(Point-per-instance localization data)
============
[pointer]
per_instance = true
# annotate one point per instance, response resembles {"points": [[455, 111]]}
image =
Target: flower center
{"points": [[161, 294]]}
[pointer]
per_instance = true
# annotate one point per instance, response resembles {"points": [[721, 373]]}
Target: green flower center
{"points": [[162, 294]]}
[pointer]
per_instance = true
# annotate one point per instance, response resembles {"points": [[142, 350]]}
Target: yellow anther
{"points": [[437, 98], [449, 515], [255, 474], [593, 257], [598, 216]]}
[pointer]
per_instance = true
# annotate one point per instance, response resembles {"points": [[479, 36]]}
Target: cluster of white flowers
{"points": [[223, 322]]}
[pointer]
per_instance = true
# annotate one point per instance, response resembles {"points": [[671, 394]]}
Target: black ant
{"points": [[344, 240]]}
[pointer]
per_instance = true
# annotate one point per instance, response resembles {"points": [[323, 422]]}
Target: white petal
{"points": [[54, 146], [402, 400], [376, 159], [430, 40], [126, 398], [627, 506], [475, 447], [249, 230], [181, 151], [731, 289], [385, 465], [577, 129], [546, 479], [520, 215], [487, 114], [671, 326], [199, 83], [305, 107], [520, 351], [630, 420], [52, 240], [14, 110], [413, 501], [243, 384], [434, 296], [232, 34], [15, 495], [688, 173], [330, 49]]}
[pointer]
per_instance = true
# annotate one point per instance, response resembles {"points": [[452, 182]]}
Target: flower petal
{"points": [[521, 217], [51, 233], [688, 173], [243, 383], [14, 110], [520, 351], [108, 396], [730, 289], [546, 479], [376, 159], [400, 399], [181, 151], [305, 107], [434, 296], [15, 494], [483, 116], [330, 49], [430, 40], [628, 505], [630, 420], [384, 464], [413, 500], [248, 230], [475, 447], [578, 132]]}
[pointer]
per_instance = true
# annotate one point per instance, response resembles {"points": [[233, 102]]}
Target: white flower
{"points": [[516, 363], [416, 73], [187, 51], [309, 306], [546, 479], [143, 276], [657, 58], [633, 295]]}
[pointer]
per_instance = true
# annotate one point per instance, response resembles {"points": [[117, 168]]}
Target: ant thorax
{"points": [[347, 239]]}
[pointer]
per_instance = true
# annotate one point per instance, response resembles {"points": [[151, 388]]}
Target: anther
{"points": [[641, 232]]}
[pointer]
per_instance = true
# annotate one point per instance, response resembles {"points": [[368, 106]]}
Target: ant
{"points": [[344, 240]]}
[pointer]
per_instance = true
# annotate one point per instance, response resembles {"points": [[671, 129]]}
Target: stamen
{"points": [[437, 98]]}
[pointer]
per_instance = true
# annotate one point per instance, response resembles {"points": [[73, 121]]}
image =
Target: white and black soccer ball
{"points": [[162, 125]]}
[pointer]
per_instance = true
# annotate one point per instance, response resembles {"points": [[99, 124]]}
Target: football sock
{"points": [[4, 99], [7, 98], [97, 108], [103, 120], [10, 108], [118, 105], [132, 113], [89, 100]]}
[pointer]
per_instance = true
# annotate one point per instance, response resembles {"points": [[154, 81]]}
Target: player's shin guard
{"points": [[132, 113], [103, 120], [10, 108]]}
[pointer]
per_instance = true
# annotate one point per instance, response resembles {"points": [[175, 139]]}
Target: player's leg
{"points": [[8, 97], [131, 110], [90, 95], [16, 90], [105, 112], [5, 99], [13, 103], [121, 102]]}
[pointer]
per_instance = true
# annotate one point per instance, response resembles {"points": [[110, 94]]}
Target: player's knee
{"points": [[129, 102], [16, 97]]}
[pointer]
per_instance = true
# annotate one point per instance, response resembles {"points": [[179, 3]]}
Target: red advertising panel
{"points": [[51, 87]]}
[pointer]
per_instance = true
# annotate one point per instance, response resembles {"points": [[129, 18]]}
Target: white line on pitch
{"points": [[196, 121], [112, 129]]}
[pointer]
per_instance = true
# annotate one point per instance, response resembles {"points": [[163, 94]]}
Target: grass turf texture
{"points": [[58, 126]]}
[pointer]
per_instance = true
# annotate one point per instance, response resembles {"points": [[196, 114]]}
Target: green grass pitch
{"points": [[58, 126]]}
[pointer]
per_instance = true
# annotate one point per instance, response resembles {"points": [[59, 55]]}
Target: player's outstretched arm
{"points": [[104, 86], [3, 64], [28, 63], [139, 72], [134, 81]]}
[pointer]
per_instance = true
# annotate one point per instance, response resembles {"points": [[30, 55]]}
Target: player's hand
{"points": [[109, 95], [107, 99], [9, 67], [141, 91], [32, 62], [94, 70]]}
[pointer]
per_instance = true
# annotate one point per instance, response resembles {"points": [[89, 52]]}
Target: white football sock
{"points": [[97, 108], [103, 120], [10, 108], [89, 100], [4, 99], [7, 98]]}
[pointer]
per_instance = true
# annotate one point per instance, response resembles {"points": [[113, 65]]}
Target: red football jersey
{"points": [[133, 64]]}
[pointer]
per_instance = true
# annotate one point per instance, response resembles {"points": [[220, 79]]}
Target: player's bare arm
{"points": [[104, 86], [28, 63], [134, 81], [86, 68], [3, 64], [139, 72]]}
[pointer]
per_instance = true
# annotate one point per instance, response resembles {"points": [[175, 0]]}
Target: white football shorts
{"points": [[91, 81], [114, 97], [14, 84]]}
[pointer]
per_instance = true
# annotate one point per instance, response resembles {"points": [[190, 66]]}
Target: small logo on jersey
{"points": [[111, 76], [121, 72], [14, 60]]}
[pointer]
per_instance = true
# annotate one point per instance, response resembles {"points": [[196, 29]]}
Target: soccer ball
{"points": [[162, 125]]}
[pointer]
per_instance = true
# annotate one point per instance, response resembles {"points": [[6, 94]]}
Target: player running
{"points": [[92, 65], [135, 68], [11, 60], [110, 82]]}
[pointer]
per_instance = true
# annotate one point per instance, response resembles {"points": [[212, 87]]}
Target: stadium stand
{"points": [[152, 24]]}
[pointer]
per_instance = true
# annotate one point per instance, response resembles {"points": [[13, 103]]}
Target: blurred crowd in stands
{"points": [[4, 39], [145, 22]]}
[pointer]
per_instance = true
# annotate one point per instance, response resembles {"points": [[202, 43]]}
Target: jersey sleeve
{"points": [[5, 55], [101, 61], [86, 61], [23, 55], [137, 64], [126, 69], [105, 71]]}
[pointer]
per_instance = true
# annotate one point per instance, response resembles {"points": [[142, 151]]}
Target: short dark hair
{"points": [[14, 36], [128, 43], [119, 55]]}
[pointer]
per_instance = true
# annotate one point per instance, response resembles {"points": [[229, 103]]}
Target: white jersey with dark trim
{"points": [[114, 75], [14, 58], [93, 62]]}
============
WHAT TO WORK ON
Give all the entries again exactly; leave none out.

SOLVED EXERCISE
[pointer]
per_instance = true
# annotate one point per instance, response resembles {"points": [[455, 111]]}
image =
Target: flower center
{"points": [[161, 294]]}
[pointer]
per_instance = true
# annotate one point per instance, response resembles {"points": [[721, 373]]}
Target: green flower center
{"points": [[162, 294]]}
[pointer]
per_instance = true
# annotate one point per instance, response resembles {"points": [[142, 350]]}
Target: yellow anther
{"points": [[437, 98], [449, 515], [255, 474], [593, 257], [598, 216]]}
[pointer]
per_instance = true
# annotate one point per instance, response resembles {"points": [[479, 36]]}
Target: cluster of white flowers
{"points": [[223, 322]]}
[pointer]
per_instance = true
# annotate one point per instance, response resembles {"points": [[671, 394]]}
Target: black ant
{"points": [[344, 240]]}
[pointer]
per_instance = true
# annotate one point per instance, response resembles {"points": [[323, 422]]}
Target: white petal
{"points": [[54, 146], [402, 400], [376, 159], [430, 40], [126, 398], [627, 506], [475, 447], [249, 230], [181, 151], [731, 289], [385, 465], [577, 129], [546, 479], [520, 215], [487, 114], [671, 326], [199, 83], [305, 107], [520, 351], [630, 420], [52, 240], [14, 110], [413, 501], [243, 384], [434, 296], [232, 34], [15, 495], [688, 173], [330, 49]]}
[pointer]
per_instance = true
# annotate one point per instance, response resembles {"points": [[452, 182]]}
Target: flower petal
{"points": [[521, 217], [51, 233], [688, 173], [243, 383], [14, 110], [520, 351], [108, 396], [730, 289], [546, 479], [376, 159], [400, 399], [181, 151], [305, 107], [434, 296], [15, 494], [483, 116], [330, 49], [430, 40], [628, 505], [630, 420], [384, 464], [413, 500], [248, 230], [475, 447], [578, 132]]}
[pointer]
per_instance = true
# annotate one point per instance, response resembles {"points": [[233, 102]]}
Target: white flower
{"points": [[516, 363], [416, 73], [187, 51], [309, 306], [546, 479], [143, 276], [657, 58], [633, 295]]}
[pointer]
per_instance = true
# annotate one point per instance, response resembles {"points": [[117, 168]]}
Target: ant thorax
{"points": [[347, 239]]}
[pointer]
per_instance = true
# annotate one point per instance, response resembles {"points": [[151, 388]]}
Target: anther
{"points": [[641, 232]]}
[pointer]
per_instance = true
# annotate one point per instance, response resembles {"points": [[368, 106]]}
Target: ant
{"points": [[344, 240]]}
[pointer]
per_instance = true
# annotate one point per instance, response resembles {"points": [[671, 129]]}
Target: stamen
{"points": [[437, 98]]}
[pointer]
per_instance = true
# annotate one point per instance, response resembles {"points": [[73, 121]]}
image =
Target: white and black soccer ball
{"points": [[162, 125]]}
[pointer]
per_instance = true
# annotate one point per instance, response resembles {"points": [[99, 124]]}
Target: football sock
{"points": [[4, 99], [7, 98], [97, 108], [103, 120], [10, 108], [118, 105], [132, 113], [89, 100]]}
[pointer]
per_instance = true
# annotate one point per instance, response resembles {"points": [[154, 81]]}
Target: player's shin guard
{"points": [[132, 113], [103, 120], [10, 108]]}
[pointer]
per_instance = true
# annotate one point per instance, response resembles {"points": [[175, 139]]}
Target: player's leg
{"points": [[8, 97], [131, 110], [90, 95], [16, 90], [105, 112], [5, 99], [13, 103], [121, 102]]}
[pointer]
per_instance = true
# annotate one point per instance, response resembles {"points": [[110, 94]]}
Target: player's knee
{"points": [[129, 102], [16, 97]]}
[pointer]
per_instance = true
# annotate one point per instance, response resembles {"points": [[179, 3]]}
Target: red advertising panel
{"points": [[51, 87]]}
[pointer]
per_instance = true
# annotate one point per instance, response resembles {"points": [[129, 18]]}
Target: white line on pitch
{"points": [[196, 121], [112, 129]]}
[pointer]
per_instance = true
# annotate one point per instance, response resembles {"points": [[163, 94]]}
Target: grass turf texture
{"points": [[58, 126]]}
[pointer]
per_instance = true
# annotate one point per instance, response resembles {"points": [[196, 114]]}
Target: green grass pitch
{"points": [[58, 126]]}
[pointer]
per_instance = true
# annotate one point per instance, response resembles {"points": [[59, 55]]}
Target: player's outstretched arm
{"points": [[104, 86], [3, 64], [28, 63], [139, 72], [134, 81]]}
[pointer]
per_instance = true
# annotate one point per instance, response resembles {"points": [[30, 55]]}
Target: player's hand
{"points": [[109, 95], [107, 99], [9, 67], [141, 91], [32, 62], [94, 70]]}
[pointer]
per_instance = true
# annotate one point per instance, response resembles {"points": [[89, 52]]}
Target: white football sock
{"points": [[97, 108], [103, 120], [10, 108], [89, 100], [4, 99], [7, 98]]}
[pointer]
per_instance = true
# annotate one point per instance, response resembles {"points": [[113, 65]]}
Target: red football jersey
{"points": [[133, 64]]}
[pointer]
per_instance = true
# annotate one point per instance, response resembles {"points": [[220, 79]]}
Target: player's bare arm
{"points": [[104, 86], [28, 63], [134, 81], [86, 68], [3, 64], [139, 72]]}
[pointer]
per_instance = true
# annotate one point per instance, response resembles {"points": [[175, 0]]}
Target: white football shorts
{"points": [[91, 81], [114, 97], [14, 84]]}
[pointer]
per_instance = true
# annotate one point per instance, response resembles {"points": [[190, 66]]}
Target: small logo on jersey
{"points": [[111, 76], [121, 72], [14, 60]]}
[pointer]
per_instance = true
# annotate one point per instance, response resembles {"points": [[196, 29]]}
Target: soccer ball
{"points": [[162, 125]]}
[pointer]
per_instance = true
# annotate one point per instance, response resembles {"points": [[6, 94]]}
Target: player running
{"points": [[92, 65], [135, 68], [11, 60], [110, 82]]}
[pointer]
per_instance = true
# annotate one point per instance, response resembles {"points": [[212, 87]]}
Target: stadium stand
{"points": [[152, 24]]}
[pointer]
per_instance = true
# annotate one point per instance, response resembles {"points": [[13, 103]]}
Target: blurred crowd in stands
{"points": [[4, 39], [145, 22]]}
[pointer]
per_instance = true
# annotate one point per instance, response resembles {"points": [[202, 43]]}
Target: jersey sleeve
{"points": [[5, 55], [101, 61], [86, 61], [23, 55], [137, 64], [126, 69], [105, 71]]}
[pointer]
per_instance = true
# annotate one point per instance, response resembles {"points": [[142, 151]]}
Target: short dark hair
{"points": [[14, 36], [128, 43], [119, 55]]}
[pointer]
per_instance = true
# annotate one point per instance, response resembles {"points": [[229, 103]]}
Target: white jersey with dark trim
{"points": [[114, 75], [14, 58], [93, 62]]}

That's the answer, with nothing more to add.